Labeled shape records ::
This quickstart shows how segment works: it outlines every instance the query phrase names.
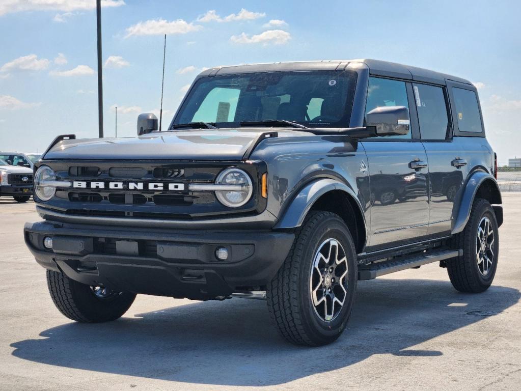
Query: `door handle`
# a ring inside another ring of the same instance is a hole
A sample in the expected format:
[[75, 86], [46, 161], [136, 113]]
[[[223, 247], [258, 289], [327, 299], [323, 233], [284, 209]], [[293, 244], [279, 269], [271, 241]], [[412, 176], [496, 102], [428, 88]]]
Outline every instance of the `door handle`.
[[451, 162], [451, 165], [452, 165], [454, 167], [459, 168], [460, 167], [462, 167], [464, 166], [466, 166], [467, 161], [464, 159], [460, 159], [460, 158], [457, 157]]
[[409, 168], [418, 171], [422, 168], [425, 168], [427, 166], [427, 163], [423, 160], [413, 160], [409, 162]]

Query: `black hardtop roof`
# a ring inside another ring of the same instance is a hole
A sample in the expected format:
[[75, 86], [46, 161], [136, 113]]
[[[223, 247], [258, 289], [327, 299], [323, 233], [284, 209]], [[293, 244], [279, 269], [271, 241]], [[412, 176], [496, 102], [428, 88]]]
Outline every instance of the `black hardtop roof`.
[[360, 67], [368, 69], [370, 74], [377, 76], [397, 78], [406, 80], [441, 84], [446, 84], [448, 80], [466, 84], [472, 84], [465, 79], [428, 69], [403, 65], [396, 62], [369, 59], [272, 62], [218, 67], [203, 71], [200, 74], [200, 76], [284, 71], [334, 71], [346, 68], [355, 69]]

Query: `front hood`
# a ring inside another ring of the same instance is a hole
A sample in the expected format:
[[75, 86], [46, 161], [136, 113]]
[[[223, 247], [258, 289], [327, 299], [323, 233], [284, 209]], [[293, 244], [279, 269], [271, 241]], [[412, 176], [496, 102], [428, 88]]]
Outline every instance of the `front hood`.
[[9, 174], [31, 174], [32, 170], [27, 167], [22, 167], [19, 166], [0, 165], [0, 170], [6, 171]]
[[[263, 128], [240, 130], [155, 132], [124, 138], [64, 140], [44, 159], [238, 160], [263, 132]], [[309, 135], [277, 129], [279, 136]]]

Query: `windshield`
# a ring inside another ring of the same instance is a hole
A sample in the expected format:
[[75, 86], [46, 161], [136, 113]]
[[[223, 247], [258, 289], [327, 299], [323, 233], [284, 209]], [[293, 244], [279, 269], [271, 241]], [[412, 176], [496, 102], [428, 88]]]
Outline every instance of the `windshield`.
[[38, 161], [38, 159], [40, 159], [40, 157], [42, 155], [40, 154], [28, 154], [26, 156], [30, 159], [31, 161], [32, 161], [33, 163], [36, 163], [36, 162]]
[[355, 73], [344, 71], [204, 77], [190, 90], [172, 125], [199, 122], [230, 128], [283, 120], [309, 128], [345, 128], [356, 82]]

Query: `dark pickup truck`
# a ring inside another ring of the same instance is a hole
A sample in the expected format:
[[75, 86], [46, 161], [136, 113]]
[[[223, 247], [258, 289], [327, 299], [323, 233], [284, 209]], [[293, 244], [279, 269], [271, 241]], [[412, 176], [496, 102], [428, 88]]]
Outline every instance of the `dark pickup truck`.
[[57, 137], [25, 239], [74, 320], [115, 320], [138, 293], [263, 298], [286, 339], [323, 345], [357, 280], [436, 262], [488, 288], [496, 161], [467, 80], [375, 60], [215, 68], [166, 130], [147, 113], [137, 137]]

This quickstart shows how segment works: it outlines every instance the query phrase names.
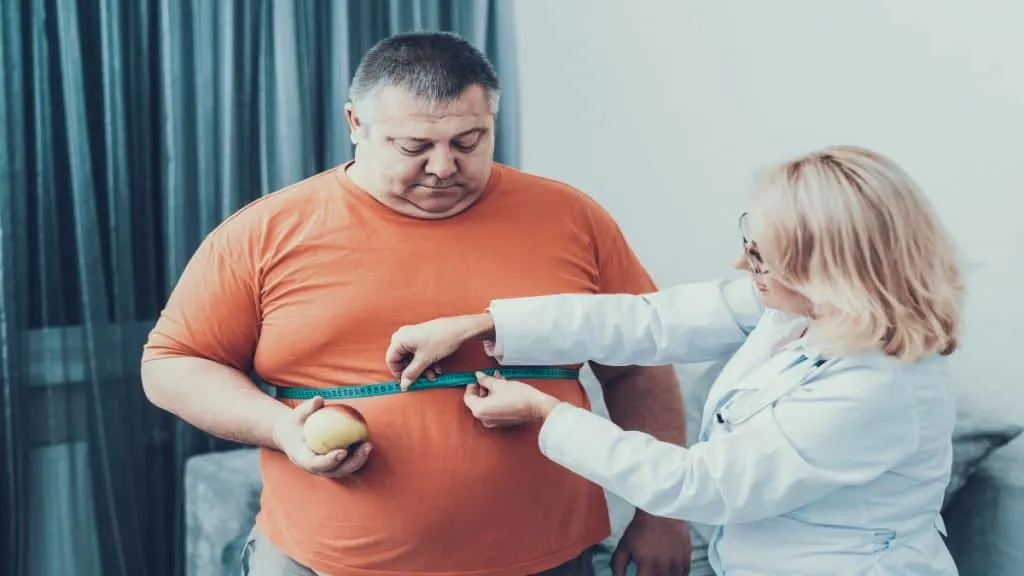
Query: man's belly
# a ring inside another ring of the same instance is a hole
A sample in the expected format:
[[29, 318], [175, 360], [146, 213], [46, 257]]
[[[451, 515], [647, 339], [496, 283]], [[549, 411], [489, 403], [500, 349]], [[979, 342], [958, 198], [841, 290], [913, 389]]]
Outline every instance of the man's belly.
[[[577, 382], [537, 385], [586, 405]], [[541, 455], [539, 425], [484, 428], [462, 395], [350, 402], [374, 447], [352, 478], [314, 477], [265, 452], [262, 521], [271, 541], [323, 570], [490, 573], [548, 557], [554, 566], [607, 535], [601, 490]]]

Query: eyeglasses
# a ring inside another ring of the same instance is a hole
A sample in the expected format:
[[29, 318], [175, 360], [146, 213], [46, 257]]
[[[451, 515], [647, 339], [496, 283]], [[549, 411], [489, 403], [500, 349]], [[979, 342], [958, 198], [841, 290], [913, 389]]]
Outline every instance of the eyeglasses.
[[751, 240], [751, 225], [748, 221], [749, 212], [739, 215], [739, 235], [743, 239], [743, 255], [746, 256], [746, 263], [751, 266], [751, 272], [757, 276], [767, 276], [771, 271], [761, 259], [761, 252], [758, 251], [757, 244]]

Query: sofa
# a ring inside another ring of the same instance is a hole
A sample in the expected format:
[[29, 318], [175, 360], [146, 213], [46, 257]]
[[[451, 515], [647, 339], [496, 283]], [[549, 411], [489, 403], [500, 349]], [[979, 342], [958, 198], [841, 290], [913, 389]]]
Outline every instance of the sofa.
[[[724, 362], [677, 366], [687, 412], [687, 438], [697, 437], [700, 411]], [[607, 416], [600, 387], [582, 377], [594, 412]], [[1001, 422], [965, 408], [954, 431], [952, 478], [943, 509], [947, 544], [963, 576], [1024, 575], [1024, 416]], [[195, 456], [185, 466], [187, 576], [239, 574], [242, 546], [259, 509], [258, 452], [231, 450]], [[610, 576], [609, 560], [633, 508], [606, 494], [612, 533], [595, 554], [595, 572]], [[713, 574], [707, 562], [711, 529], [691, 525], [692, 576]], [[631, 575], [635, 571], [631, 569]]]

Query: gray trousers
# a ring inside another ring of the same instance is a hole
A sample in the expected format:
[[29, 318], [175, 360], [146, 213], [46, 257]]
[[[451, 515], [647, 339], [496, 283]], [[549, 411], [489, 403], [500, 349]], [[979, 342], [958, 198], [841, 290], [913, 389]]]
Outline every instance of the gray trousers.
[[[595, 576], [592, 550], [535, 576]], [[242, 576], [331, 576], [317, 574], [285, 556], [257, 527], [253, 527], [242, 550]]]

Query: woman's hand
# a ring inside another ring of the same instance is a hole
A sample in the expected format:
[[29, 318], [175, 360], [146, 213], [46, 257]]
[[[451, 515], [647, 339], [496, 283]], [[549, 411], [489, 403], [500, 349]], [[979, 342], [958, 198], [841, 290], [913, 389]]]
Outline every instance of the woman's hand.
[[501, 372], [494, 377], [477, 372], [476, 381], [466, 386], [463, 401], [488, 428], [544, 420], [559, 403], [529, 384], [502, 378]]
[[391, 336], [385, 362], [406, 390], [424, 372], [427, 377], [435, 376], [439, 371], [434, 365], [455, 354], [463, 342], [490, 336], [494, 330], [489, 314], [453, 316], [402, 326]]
* * *
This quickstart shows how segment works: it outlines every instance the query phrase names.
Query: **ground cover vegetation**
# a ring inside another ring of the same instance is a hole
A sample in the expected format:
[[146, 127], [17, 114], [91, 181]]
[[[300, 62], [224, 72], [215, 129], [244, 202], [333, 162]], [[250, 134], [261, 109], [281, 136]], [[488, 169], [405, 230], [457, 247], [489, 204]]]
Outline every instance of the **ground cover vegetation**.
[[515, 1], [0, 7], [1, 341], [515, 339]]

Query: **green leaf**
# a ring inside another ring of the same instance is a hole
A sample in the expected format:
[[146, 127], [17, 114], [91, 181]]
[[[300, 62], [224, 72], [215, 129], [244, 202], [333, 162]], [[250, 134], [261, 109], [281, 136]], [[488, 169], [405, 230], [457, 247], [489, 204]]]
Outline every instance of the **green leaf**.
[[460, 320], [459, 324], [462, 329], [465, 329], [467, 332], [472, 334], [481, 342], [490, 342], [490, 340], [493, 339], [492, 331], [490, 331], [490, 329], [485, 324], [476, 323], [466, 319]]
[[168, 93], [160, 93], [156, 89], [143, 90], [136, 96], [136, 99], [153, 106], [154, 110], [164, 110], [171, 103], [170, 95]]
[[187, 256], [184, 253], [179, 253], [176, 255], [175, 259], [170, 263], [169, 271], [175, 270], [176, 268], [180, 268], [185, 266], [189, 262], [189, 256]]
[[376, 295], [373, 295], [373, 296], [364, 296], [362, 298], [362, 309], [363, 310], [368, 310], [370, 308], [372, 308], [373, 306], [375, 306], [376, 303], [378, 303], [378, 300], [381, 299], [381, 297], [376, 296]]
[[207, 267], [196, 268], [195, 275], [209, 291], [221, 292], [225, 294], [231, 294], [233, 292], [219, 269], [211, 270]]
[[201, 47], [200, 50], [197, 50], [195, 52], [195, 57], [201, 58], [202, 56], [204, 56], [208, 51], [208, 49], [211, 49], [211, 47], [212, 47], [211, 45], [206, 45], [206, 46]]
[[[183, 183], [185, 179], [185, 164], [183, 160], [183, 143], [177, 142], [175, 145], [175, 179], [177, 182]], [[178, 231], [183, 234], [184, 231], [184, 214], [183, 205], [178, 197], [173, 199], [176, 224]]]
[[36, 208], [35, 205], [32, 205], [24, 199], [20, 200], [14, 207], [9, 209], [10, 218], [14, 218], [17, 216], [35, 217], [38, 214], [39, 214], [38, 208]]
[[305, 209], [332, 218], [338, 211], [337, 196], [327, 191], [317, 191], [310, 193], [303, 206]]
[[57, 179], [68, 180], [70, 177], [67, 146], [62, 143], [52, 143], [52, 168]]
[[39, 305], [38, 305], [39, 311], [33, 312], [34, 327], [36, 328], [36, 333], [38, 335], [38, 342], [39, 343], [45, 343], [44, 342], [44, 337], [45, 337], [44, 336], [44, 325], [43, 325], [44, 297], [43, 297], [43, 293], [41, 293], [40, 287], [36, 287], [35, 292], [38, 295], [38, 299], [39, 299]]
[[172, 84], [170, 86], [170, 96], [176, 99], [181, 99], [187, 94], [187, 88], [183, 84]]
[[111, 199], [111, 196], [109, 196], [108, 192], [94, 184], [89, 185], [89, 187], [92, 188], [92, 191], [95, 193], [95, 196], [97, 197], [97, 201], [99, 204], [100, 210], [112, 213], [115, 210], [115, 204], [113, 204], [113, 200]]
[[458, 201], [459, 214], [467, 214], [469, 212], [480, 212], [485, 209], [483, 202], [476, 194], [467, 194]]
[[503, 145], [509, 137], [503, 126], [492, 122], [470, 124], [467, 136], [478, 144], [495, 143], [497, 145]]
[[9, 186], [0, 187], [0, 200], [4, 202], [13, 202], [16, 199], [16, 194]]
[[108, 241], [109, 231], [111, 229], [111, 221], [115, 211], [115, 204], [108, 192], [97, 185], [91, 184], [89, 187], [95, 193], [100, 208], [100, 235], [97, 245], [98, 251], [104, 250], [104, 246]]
* * *
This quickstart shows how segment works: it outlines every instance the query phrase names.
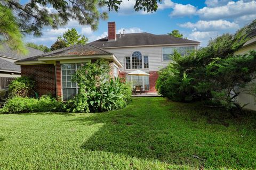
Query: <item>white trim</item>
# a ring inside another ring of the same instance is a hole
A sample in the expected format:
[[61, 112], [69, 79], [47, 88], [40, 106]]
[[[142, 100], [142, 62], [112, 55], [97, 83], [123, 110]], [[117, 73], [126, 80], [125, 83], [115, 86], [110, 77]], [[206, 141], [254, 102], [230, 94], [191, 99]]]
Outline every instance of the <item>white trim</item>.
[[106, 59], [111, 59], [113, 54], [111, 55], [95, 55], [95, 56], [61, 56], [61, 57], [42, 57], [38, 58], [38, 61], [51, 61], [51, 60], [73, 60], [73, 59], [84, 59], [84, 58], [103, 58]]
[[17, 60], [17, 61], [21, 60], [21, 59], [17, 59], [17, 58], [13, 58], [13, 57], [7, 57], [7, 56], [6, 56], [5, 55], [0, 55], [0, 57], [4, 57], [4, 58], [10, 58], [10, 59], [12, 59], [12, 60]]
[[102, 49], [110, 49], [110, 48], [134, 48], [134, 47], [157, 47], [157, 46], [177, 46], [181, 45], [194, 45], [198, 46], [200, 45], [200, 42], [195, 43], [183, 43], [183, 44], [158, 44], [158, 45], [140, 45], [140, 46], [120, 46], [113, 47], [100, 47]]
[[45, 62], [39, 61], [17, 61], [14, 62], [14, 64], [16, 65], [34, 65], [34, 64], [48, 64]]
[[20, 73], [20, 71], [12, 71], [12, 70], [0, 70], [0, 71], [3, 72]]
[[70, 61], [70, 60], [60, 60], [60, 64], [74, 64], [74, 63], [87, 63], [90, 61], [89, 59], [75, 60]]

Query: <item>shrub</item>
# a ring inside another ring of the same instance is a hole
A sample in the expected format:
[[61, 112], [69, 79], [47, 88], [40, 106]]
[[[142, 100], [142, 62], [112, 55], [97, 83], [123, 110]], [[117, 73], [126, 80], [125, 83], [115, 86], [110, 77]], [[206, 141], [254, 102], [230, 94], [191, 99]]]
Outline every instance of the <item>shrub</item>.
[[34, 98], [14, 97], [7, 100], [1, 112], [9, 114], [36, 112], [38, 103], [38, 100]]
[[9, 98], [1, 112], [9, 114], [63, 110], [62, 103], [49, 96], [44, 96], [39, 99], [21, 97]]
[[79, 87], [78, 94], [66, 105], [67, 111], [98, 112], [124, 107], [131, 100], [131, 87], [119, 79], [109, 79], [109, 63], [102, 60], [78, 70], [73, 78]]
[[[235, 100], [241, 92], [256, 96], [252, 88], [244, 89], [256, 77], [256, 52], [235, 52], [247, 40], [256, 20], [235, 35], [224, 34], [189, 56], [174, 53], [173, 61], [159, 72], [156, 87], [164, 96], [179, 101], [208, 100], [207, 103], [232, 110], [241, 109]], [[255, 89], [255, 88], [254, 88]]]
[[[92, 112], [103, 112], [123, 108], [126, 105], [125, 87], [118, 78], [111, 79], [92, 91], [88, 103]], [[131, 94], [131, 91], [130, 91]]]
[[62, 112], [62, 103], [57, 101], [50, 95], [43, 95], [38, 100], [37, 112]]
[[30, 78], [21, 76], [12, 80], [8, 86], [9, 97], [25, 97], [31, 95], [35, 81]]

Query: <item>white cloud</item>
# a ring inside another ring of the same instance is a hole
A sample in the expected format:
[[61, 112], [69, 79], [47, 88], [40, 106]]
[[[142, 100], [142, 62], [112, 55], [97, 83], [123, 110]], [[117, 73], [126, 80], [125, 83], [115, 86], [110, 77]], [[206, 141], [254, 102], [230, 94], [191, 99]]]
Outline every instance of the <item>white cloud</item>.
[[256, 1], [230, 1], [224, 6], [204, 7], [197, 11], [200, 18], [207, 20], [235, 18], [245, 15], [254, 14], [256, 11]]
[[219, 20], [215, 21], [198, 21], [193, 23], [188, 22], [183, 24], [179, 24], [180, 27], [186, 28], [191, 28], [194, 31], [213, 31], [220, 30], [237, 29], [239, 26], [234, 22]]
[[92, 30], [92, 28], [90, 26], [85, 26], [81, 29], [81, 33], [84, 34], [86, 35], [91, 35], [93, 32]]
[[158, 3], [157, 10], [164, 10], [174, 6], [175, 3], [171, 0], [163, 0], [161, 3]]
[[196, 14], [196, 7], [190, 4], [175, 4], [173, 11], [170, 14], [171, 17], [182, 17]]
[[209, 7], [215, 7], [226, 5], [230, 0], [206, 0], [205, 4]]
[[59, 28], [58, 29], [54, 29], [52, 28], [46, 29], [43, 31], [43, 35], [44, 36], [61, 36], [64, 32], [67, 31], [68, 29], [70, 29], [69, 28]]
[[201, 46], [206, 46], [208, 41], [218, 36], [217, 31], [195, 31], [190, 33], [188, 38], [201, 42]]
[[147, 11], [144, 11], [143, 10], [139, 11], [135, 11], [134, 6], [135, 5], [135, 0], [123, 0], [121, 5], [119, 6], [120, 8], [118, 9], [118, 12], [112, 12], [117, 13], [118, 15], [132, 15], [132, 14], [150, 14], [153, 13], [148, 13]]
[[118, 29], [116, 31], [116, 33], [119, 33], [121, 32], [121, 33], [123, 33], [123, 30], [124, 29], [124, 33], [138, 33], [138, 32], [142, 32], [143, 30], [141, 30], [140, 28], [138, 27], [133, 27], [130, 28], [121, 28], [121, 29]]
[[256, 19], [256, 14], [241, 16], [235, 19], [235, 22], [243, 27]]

Aim of the exercise :: Can you write out the lines starting at the one containing "Query: gray trousers" and ending at the one containing "316], [402, 326]]", changing "gray trousers" to "gray pants" and leaving everything else the same?

Right answer ::
Query: gray pants
# a ring inside another ring of the same instance is a hole
A sample in the expected format:
[[29, 318], [175, 360], [146, 213], [46, 257]]
[[[451, 515], [647, 339], [496, 283]], [[549, 411], [489, 403], [500, 349]], [[979, 342], [958, 198], [841, 290], [913, 389]]]
Outline every instance of the gray pants.
[[[595, 576], [592, 550], [535, 576]], [[242, 576], [331, 576], [317, 574], [285, 556], [257, 527], [253, 527], [242, 550]]]

Query: woman's hand
# a ring inside another ring of the same instance is a hole
A sample in the expected format:
[[29, 318], [175, 360], [146, 213], [46, 257]]
[[[451, 515], [647, 339], [496, 283]], [[549, 411], [489, 403], [500, 349]], [[979, 342], [958, 198], [841, 290], [913, 389]]]
Outline every instance of the woman's hand.
[[501, 372], [494, 377], [477, 372], [476, 381], [466, 386], [463, 401], [488, 428], [544, 420], [559, 403], [529, 384], [502, 378]]
[[391, 336], [385, 362], [406, 390], [424, 372], [427, 377], [435, 376], [439, 371], [434, 365], [455, 354], [463, 342], [490, 336], [494, 330], [489, 314], [453, 316], [402, 326]]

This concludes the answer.